Exercise: Reproduce the data that follows in its entirety, character for character.

Records from a dataset:
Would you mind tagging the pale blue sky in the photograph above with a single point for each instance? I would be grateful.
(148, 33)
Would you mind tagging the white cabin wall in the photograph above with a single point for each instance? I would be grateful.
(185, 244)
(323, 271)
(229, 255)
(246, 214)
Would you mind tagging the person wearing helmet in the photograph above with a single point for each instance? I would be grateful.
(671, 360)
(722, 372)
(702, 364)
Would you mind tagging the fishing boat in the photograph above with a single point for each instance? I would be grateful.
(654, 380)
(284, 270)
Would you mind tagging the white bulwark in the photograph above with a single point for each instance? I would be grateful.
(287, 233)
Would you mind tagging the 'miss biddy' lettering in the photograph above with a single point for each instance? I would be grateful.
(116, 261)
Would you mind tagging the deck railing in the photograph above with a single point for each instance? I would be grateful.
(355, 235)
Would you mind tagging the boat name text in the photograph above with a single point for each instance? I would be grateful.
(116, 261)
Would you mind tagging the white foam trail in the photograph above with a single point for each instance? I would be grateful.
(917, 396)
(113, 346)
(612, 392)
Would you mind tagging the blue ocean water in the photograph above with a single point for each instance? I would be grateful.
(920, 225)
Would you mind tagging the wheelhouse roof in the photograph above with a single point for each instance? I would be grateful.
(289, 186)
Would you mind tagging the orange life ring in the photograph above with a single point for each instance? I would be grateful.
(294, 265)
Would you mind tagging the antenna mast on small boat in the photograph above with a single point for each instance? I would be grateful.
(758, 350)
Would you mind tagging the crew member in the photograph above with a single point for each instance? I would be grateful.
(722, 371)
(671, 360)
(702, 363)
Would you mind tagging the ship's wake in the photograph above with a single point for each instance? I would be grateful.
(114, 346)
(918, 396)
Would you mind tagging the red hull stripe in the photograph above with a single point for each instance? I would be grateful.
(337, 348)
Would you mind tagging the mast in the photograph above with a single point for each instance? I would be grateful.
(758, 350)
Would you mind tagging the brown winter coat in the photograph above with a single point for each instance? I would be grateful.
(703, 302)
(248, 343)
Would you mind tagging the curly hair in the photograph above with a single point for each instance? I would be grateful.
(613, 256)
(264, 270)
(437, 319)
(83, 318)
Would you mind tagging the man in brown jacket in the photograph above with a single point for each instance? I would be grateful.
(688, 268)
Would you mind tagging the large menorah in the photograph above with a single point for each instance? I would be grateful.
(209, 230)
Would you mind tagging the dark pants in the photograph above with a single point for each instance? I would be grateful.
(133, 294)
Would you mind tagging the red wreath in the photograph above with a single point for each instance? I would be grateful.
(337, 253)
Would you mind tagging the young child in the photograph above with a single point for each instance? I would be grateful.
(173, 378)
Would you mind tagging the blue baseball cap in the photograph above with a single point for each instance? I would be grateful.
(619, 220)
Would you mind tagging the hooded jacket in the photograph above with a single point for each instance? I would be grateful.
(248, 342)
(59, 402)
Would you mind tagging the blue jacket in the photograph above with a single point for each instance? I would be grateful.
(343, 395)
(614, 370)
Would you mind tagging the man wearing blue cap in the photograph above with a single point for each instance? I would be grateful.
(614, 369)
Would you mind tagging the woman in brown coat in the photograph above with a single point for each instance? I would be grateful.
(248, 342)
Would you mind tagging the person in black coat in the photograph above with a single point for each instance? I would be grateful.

Exercise response:
Would you mind tagging the pale blue sky in the photograph above with a single point for each instance? I would be grateful.
(148, 33)
Would you mind tagging the white cabin wall in the photograph above with a single point for each instance? I would be grateful.
(185, 244)
(323, 271)
(229, 255)
(246, 214)
Would you mind tagging the person wearing helmet in the photograph above with a single point for each instance? I would be grateful.
(671, 360)
(722, 372)
(702, 364)
Would you mind tagging the fishing boat in the photograph above with a single point for each instance? I would be grateful.
(654, 380)
(284, 270)
Would you mind tagging the white bulwark in the photograph above with a single point for each instance? I would be grateful.
(287, 233)
Would you mind tagging the 'miss biddy' lettering in the photograph above with a single point for each instance? I would be grateful.
(116, 261)
Would you mind tagging the deck railing in the photograph above with a single point for each instance? I would be grateful.
(355, 235)
Would you mind tagging the boat name text in the photograph above with a single point for each instance? I would be grateful.
(116, 261)
Would you mind tagging the white foam trail in the photograph above with a single point for each instance? I would be grateful.
(917, 396)
(113, 346)
(612, 392)
Would you mind tagging the blue ocean water in the photograph above with a single point for each instance? I would be grateful.
(920, 225)
Would you mind tagging the wheelhouse roof in the photograph above with a single point for each instance? I would be grateful.
(289, 186)
Would you mind tagging the orange life ring in the photograph above with a single point for each instance? I would be grateful.
(294, 265)
Would you mind tagging the antenna mast on small boat in the photograph above with a single point for each instance? I would be grateful.
(758, 350)
Would you mind tagging the crew member in the photograph above with a single point for each instance? I would be grateful.
(722, 371)
(671, 360)
(702, 363)
Would you mind tagging the ship's wake in the photograph above with a single point for each instance? I would be grateful.
(114, 346)
(918, 396)
Would you mind tagging the red hull stripe in the photograph above with a single point for each instance? I would be grateful.
(337, 348)
Would you mind tagging the mast in the photograph above with a single point for each instance? I would be grateful.
(758, 350)
Would you mind tagging the brown winter coat in the photograph above with a single point for each instance? I would be grateful.
(703, 302)
(248, 343)
Would you mind tagging the curly hair in the photograph above with a single point for each instance? I would be grateful.
(613, 256)
(264, 270)
(437, 319)
(83, 318)
Would you mind tagging the man in brown jacket in the photograph above with a single point for each instance? I would be grateful.
(688, 268)
Would you mind tagging the large menorah in the photograph above with a single point for each instance? I would be grateful.
(209, 230)
Would you mind tagging the dark pants in the photograph above with a single point for each instance? I would be grateful.
(133, 294)
Would you mind tagging the red wreath in the photograph above with a single point for each instance? I would be grateful.
(337, 253)
Would you mind tagging the young child in the photograph above with a single point for each instance? I would be grateful.
(173, 378)
Would you mind tagging the blue baseball cap in the photograph above with a single point for each instance? I would be grateful.
(619, 220)
Would you mind tagging the hooded jacket in the photograph above with a single point for each instance? I would be grateful.
(248, 342)
(59, 402)
Would you mind tagging the blue jacket in the photograph above with a single point for each instance? I would be grateful.
(343, 395)
(614, 370)
Would you mind tagging the man wearing blue cap in the photograph above with a single point for each instance? I would be grateful.
(614, 369)
Would you mind tagging the woman in brown coat in the photograph above with a single point for each instance? I would be grateful.
(248, 342)
Would you mind tagging the person in black coat in the photograph above with a single point for each instance? I would be grateful.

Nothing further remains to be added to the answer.